■ **EXERCISE MATERIAL**
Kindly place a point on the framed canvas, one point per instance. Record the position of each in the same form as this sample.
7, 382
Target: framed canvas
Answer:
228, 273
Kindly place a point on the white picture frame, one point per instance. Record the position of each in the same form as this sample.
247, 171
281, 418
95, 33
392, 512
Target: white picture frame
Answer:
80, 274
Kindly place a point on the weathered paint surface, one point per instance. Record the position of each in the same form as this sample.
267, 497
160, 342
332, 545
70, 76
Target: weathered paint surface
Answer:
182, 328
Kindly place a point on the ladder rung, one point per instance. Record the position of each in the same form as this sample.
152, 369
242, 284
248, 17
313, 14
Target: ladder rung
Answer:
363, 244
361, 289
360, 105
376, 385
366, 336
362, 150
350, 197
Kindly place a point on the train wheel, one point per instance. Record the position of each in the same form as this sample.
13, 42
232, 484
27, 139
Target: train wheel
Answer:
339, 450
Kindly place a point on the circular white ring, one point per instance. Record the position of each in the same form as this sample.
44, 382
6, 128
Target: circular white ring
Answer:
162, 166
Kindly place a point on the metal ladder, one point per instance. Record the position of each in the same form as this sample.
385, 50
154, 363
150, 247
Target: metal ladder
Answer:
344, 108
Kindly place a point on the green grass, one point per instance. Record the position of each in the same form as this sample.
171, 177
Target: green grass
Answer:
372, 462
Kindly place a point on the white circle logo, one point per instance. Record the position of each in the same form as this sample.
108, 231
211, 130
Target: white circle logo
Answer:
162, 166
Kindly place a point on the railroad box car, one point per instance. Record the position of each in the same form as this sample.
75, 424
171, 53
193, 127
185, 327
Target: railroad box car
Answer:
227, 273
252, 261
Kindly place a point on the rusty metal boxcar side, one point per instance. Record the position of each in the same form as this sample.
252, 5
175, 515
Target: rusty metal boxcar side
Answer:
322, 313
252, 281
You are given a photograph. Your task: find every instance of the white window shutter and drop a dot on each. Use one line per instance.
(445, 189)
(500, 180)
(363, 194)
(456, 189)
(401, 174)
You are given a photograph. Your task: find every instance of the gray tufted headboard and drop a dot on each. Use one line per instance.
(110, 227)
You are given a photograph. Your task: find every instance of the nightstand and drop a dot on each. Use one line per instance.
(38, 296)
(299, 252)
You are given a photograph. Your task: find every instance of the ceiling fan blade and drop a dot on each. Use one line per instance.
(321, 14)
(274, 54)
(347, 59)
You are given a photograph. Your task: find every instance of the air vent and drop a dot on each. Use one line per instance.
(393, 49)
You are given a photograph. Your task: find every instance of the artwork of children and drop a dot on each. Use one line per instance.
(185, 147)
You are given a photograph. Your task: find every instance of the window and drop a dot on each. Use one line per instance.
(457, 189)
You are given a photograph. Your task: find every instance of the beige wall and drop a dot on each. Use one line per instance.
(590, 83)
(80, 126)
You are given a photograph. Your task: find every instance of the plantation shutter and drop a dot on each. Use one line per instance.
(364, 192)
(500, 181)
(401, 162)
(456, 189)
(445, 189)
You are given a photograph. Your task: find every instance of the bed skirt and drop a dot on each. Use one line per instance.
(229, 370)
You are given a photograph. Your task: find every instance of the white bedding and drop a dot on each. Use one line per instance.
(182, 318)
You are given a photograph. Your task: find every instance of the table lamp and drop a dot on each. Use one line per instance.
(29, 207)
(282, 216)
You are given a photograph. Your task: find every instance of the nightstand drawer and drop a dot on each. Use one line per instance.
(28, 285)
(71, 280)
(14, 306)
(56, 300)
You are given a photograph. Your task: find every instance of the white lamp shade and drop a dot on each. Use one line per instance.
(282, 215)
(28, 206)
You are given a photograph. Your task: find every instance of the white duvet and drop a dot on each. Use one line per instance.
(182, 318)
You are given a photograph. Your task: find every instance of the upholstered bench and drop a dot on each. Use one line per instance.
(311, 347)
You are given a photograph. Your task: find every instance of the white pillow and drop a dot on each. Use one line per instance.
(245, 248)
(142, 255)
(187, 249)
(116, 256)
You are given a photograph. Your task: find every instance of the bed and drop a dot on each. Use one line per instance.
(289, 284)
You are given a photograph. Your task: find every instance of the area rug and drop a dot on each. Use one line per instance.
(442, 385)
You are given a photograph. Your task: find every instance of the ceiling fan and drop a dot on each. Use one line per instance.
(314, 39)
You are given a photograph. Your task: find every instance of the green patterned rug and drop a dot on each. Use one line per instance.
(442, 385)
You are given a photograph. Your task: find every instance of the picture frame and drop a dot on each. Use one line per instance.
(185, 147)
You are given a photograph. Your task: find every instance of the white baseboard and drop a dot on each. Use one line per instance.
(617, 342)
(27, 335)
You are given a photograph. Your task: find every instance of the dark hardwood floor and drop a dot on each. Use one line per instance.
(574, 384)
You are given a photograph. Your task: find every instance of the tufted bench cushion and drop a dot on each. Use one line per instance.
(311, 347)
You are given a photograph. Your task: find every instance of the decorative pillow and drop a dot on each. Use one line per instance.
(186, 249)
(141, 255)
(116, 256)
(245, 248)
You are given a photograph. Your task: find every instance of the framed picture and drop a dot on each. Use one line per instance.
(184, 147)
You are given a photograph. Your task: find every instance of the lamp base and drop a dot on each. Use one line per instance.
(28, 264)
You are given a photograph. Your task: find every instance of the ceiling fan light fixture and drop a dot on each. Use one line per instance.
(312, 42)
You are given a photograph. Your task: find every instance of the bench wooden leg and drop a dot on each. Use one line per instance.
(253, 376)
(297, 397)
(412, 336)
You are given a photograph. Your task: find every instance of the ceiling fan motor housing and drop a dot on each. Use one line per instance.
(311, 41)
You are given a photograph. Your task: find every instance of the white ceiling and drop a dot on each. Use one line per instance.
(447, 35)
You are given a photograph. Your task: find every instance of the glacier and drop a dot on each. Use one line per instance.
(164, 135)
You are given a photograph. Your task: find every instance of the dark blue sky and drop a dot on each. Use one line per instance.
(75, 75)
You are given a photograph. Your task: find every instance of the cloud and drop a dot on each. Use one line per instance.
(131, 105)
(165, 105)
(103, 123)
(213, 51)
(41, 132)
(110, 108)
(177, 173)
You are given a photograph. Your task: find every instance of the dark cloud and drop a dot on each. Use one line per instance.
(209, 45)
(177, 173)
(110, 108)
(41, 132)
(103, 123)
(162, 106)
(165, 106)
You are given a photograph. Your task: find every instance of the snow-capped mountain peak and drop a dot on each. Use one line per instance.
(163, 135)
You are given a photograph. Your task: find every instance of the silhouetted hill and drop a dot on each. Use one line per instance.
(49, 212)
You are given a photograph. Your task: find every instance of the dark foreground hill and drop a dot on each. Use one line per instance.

■ **INSTRUCTIONS TO FOLLOW**
Start with the first line of the data and print every line exactly. The line containing "Target: circular white ring" is the last one to include.

■ **RESPONSE BOX**
Kindly place a point on the framed canvas, one point per instance. Record the position of each in the same form as this sample.
7, 382
Target: framed canvas
Answer:
228, 273
Kindly place a point on the white picture frame, one point per instance. Record the position of each in the same form as this sample.
247, 171
281, 418
95, 33
392, 512
Target: white picture frame
Answer:
80, 274
Kindly place a point on the weathered paint surface, one point per instance. Record the position of each in the same form as this sample.
267, 497
160, 342
332, 545
70, 76
Target: weathered paint surface
Answer:
182, 328
Kindly place a point on the ladder rung, one point per instance. Record the position of each in the same form as this sample.
152, 369
242, 284
248, 17
313, 14
Target: ladder rung
Answer:
363, 244
361, 289
360, 105
376, 385
366, 336
362, 150
350, 197
Kindly place a point on the train wheel, one point per instance. Record the position of each in the same form as this sample.
13, 42
232, 484
27, 139
Target: train wheel
Answer:
339, 450
Kindly place a point on the circular white ring, one point per instance. Record the position of each in the same form as this sample.
44, 382
6, 128
Target: circular white ring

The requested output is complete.